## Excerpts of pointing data
--------
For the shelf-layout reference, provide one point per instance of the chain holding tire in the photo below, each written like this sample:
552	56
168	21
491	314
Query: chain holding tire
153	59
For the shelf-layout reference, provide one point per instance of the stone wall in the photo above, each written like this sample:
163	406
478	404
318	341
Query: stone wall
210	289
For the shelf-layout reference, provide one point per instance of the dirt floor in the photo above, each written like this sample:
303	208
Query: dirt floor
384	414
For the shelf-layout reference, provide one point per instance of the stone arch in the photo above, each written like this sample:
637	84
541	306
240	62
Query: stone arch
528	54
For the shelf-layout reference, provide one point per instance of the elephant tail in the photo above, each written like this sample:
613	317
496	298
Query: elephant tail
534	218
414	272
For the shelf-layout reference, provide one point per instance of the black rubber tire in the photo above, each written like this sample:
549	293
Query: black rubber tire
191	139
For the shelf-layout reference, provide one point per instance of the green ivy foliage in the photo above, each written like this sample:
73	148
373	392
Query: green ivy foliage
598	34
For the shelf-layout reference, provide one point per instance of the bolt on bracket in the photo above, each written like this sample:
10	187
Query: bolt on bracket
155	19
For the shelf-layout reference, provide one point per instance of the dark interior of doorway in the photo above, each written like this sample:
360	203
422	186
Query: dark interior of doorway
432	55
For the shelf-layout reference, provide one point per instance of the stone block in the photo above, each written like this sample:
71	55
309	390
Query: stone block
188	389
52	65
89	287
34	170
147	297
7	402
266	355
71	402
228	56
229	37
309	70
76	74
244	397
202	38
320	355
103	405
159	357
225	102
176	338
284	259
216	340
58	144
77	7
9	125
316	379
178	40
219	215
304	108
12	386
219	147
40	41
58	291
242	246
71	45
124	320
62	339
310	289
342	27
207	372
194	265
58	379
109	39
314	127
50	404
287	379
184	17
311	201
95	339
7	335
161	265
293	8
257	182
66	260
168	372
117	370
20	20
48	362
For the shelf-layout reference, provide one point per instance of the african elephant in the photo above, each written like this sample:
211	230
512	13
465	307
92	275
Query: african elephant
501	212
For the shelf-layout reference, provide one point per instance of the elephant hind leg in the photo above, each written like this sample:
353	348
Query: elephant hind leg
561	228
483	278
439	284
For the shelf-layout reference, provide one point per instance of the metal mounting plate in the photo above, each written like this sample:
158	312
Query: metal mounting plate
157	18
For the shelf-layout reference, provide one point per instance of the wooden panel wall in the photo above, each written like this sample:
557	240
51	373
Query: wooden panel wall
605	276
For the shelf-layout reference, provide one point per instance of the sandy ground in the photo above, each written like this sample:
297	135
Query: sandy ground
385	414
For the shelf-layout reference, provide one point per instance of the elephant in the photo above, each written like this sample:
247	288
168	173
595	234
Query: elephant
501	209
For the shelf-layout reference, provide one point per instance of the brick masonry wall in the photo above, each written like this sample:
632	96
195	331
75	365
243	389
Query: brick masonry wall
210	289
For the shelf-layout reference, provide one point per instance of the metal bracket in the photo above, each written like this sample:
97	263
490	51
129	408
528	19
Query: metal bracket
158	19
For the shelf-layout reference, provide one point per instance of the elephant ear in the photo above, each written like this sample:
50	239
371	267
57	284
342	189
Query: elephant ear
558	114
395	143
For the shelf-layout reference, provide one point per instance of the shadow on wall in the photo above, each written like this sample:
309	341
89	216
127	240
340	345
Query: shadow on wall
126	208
--------
## Short problem
Each line of the material above needs to be quoted exactly, please.

## Solution for this exercise
For the shelf-layout reference, provide one point per instance of the chain holding tire in the photo below, each written like this sample:
552	56
168	21
491	314
Query: chain holding tire
153	59
For the shelf-layout reference, provide one point per instance of the stone wall in the photo above, each written like this sample:
163	406
478	404
318	341
Query: stone wall
210	289
For the shelf-layout reference, provide one point per instance of the dirt floor in the photo above, each written like this sample:
303	208
Query: dirt floor
384	414
For the shelf-layout reference, provide one point per instance of the stone arch in the photo above, each written like this sample:
637	84
541	306
240	62
Query: stone arch
528	54
For the shelf-layout reference, provide one point per instance of the elephant tail in the photo above, each written like this sample:
613	317
496	298
Query: elephant tail
534	218
414	272
For the shelf-layout reference, provide one point per instance of the black rubber tire in the photo above, each written like this sample:
549	293
Query: black rubber tire
191	139
For the shelf-layout reference, provide one point per instance of the green ivy foliage in the photo above, each written like this sample:
73	148
373	392
Query: green ivy foliage
598	34
For the shelf-layout reference, provide one point per instance of the bolt on bracket in the photo above, each written like this sample:
10	187
Query: bolt on bracket
155	19
For the shelf-layout reference, provide one point per instance of the dark interior of doorway in the photo above, each written like this sample:
360	203
422	186
Query: dark interior of doorway
432	55
For the shelf-layout reference, provide one point per instance of the stone block in the photo above, each written like this sample:
71	55
309	390
Query: stone block
188	389
52	65
89	287
34	170
147	297
7	402
266	355
71	402
228	56
229	37
309	70
76	74
244	397
202	38
320	355
103	405
159	357
225	102
176	338
284	259
216	340
58	144
77	7
9	125
316	379
178	40
219	215
304	108
12	386
219	147
40	41
58	291
242	246
71	45
124	320
62	339
310	289
342	27
207	372
194	265
58	379
109	39
314	127
50	404
287	379
184	17
311	201
95	339
7	335
161	265
293	8
257	182
66	260
168	372
117	370
20	20
48	362
For the shelf-layout reference, provide one point per instance of the african elephant in the photo above, each written like this sample:
211	230
512	13
465	307
92	275
Query: african elephant
501	212
For the shelf-layout reference, provide one point per instance of the elephant hind leg in the photo above, each written like this sample:
353	348
Query: elephant hind leg
561	228
483	278
439	284
For the shelf-layout reference, provide one point per instance of the metal mounting plate in the photo above, each written like this sample:
158	312
Query: metal mounting plate
157	18
For the shelf-layout reference, provide one point per instance of the wooden panel wall in the photo above, each written like this sample:
557	240
51	373
Query: wooden panel wall
605	276
For the shelf-layout reference, provide one point per instance of the sandy ground in the photo above, each written like this sample:
297	135
Query: sandy ground
385	414
For the shelf-layout reference, provide one point per instance of the elephant in the photo above, each written like this sample:
247	288
168	173
595	234
Query: elephant
501	209
For the shelf-layout reference, provide one point per instance of the brick masonry wall in the photo above, each written like this sample:
632	96
195	331
75	365
243	389
Query: brick masonry wall
210	289
For the shelf-layout reference, provide one point per instance of the metal bracket in the photo above, each written like this sample:
97	263
490	51
129	408
528	19
Query: metal bracket
158	19
For the shelf-layout reference, provide one point per instance of the elephant ear in the photo above, each written like this sample:
50	239
371	267
57	284
342	189
Query: elephant ear
558	114
395	143
For the shelf-layout reference, provide one point per instance of the shadow on wall in the photo above, each written like this sample:
309	341
89	216
127	240
340	345
Query: shadow on wall
126	208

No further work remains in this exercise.